## Start Text passage

After having installed many floors, vinyl, tile, laminate and wood I would have to say that your best bet would be VCT, vinyl tiles. The problem with laminate as has been mentioned here before is that should it get wet it will be ruined. Being that we are speaking about a basement, I would not take the chance. The problem with the sheet goods vinyl is that you are correct you will see the imperfections in the concrete, that is unless you do level out the floor. Not really a big deal, but it can get costly and is kind of annoying. You also have to deal with seams and cutting takes a good deal of skill. One of the nice things about tile is that if you should make a mistake while cutting you can just throw away the tile and replace it with the new one.


----------



## Nestor_Kelebay

1. How you'd do this with VCT tile:

A) If you use a floor finish:

I probably have more VCT tile experience than most people, and even thought the previous posts are correct in that it will last longer than most other floorings and will conform to a contoured surface, it simply isn't practical for residential purposes unless you're willing to maintain it.

Unlike most other flooring materials, there is a definite technology associated with maintaining VCT floors. There are different ways of maintaining them, but the most common one is called "scrub and recoat".

In the "Scrub and Recoat" method, you apply MANY coats of acrylic floor finish to the VCT tile floor after you install it. For a 14 by 14 foot floor, I'd probably apply one gallon of sealer followed by a gallon of finish. That'd work out to be about 7 or 8 full coats of each (not counting the coats applied running the mop out with water).

Then, once every several years, you use a floor machine (or hire a janitorial service with a floor machine) to scrub off the dirt embedded surface layer of floor finish. This is done with an abrasive plastic pad (like a giant 3M Scotchbrite pad) and a liquid cleaner on the floor so the stuff that's scrubbed off remains suspended in the liquid. You then vaccuum up that dirty cleaner with a wet/dry vaccuum, and then go over the floor a second time with clean water. This is what a floor machine looks like:
http://www.mercuryfloormachines.com/machines/hercules.htm

Then you apply several coats of new finish to bring the floor back to it's original appearance.

## End Text passage

Actions to take
A) Reproduce the portion of the flooring discussion starting with "1. How you'd" and going on through "to maintain it.".
B) According to the flooring discussion, what is the most common method of maintaining VCT floors called?

## Start Dataset records

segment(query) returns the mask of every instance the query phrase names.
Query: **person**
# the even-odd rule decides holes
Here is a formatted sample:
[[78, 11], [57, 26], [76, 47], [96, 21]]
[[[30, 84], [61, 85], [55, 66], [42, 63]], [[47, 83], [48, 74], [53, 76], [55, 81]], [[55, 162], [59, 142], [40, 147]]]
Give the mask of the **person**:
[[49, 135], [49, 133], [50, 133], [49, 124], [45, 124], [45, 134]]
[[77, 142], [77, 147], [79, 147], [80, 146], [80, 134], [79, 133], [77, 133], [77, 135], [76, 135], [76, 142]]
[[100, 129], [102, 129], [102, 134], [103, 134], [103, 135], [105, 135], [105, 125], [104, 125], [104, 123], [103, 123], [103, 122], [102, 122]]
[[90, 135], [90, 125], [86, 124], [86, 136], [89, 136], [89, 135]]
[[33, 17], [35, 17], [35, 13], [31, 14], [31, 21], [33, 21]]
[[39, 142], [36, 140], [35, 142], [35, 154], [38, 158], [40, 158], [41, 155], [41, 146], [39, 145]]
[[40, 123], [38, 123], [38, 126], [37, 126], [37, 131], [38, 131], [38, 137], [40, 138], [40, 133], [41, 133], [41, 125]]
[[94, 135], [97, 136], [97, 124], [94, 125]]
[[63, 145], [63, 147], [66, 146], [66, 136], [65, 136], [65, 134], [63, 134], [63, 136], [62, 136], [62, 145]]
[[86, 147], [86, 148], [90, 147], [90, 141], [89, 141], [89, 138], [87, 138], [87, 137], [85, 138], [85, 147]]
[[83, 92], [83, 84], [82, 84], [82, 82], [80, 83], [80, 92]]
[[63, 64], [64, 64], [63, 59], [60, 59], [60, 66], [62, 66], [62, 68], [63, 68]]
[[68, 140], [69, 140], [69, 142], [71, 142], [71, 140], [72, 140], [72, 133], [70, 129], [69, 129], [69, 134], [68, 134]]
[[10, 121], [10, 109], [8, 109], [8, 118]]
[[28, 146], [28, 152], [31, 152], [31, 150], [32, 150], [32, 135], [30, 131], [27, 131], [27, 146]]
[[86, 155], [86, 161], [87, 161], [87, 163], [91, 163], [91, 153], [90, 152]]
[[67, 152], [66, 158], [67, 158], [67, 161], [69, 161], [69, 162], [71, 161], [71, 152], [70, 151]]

## End Dataset records

Answers to the exercise
A)
1. How you'd do this with VCT tile:

A) If you use a floor finish:

I probably have more VCT tile experience than most people, and even thought the previous posts are correct in that it will last longer than most other floorings and will conform to a contoured surface, it simply isn't practical for residential purposes unless you're willing to maintain it.

B) Scrub and recoat.